Material to process:
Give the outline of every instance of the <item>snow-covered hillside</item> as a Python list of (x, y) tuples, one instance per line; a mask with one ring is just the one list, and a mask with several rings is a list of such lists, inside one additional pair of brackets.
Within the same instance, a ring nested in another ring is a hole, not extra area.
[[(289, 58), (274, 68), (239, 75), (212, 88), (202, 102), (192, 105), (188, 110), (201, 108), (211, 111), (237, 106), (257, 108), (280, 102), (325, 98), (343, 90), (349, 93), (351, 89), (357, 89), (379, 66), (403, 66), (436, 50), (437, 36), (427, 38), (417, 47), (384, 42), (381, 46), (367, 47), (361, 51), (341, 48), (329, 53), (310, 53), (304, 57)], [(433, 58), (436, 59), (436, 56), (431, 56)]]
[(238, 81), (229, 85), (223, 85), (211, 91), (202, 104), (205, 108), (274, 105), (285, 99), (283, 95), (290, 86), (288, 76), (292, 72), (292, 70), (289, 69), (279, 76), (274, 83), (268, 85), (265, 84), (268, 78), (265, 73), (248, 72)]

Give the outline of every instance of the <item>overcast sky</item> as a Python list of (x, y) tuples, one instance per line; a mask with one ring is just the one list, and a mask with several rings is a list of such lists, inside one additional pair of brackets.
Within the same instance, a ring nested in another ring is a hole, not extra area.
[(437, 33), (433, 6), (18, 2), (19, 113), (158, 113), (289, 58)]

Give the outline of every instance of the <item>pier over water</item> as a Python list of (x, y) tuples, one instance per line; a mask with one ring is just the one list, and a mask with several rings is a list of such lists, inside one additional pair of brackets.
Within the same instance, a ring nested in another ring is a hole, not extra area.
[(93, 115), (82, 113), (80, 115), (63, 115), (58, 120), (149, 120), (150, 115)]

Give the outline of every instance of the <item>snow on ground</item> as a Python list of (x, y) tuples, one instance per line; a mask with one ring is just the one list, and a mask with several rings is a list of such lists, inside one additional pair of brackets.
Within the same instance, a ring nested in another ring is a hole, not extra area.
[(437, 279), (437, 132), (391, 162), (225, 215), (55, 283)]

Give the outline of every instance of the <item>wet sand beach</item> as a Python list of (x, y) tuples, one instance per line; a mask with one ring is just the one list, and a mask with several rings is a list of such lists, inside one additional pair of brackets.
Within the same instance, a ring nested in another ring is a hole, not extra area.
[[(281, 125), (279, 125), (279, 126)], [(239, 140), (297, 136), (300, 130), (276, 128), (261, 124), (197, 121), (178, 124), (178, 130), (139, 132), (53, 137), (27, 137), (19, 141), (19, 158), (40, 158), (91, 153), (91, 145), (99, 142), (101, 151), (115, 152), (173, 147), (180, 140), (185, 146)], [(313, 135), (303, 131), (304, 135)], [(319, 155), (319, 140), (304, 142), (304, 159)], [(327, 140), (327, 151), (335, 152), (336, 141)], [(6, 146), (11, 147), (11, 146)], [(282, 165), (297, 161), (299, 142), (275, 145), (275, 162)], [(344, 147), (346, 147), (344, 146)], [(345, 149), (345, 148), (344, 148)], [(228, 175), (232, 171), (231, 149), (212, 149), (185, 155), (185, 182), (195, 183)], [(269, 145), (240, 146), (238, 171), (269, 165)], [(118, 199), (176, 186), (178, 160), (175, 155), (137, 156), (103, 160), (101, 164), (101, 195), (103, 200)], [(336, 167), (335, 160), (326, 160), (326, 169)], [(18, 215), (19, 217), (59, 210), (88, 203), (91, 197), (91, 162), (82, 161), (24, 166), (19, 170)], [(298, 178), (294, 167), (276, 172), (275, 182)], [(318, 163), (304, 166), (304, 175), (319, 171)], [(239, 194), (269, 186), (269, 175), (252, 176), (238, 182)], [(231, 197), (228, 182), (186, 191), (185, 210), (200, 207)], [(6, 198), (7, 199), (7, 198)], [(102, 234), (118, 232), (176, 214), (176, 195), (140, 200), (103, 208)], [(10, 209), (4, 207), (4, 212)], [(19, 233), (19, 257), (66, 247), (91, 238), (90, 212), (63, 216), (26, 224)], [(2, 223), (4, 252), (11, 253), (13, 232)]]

==

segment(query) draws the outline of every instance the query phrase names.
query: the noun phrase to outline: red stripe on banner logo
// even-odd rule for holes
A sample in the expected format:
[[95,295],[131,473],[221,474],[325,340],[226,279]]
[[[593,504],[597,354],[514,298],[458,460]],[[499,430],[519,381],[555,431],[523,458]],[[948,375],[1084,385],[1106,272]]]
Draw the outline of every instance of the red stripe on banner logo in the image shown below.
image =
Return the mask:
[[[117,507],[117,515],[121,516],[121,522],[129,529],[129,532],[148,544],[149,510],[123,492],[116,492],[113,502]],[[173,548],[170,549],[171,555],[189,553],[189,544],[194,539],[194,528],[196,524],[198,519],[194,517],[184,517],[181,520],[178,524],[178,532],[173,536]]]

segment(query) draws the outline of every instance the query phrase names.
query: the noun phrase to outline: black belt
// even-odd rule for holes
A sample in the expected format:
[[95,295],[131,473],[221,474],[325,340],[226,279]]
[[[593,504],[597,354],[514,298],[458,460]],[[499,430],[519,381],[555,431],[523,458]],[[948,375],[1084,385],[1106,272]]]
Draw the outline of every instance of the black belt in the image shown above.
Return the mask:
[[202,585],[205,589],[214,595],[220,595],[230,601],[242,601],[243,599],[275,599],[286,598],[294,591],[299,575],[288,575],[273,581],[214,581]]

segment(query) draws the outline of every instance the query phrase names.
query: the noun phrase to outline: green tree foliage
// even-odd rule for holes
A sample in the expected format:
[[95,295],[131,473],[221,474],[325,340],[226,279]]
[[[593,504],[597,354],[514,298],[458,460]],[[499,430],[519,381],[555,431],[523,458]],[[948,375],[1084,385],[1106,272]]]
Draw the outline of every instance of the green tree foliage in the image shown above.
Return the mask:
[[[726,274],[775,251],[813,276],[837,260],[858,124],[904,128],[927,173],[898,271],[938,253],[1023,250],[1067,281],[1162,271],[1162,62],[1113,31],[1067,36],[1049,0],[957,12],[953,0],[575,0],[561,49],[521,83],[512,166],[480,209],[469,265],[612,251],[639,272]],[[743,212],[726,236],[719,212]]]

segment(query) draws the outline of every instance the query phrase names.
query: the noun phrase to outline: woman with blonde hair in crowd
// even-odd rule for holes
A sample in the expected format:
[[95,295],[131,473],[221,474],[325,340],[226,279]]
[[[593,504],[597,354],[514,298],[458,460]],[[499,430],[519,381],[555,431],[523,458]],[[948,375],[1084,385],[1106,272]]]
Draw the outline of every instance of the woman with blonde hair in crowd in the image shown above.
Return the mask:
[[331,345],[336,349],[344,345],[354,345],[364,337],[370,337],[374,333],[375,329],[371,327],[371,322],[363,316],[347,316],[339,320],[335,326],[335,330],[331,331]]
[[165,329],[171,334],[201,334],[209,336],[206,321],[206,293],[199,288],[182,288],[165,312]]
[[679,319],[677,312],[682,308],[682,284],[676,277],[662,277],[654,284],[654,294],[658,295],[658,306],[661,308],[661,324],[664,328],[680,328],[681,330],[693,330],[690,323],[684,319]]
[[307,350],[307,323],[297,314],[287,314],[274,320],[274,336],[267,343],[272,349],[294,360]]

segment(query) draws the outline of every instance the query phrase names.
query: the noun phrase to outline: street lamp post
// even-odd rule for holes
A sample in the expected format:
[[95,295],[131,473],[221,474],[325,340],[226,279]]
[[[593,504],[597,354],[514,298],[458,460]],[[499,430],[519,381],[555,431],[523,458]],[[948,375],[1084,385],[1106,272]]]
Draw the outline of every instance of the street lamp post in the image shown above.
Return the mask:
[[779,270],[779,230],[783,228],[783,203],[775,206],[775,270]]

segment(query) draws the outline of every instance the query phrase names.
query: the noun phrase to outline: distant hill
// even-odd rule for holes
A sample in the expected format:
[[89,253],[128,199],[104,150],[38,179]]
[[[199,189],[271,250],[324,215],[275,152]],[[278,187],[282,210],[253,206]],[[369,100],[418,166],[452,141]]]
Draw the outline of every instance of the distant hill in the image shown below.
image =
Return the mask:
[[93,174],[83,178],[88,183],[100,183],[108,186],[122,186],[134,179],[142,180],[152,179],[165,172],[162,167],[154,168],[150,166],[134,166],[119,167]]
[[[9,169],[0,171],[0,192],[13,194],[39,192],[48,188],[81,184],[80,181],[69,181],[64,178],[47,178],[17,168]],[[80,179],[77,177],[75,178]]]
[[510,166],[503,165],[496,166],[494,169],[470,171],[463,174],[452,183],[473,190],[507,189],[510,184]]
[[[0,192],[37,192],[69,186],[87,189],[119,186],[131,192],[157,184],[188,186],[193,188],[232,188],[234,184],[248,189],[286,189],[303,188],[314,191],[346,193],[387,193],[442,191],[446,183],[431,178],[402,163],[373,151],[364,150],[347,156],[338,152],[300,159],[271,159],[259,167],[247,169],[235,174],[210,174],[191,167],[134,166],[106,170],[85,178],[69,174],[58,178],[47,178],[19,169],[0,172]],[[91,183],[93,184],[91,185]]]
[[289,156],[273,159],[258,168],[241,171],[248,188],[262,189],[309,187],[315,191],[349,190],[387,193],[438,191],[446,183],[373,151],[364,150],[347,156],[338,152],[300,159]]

Given exercise: Report every line of the items above that contains the word "lamp", copying each such line in full.

Answer for this exercise:
query: the noun phrase to outline: street lamp post
Draw the outline of every instance of the street lamp post in the image shown above.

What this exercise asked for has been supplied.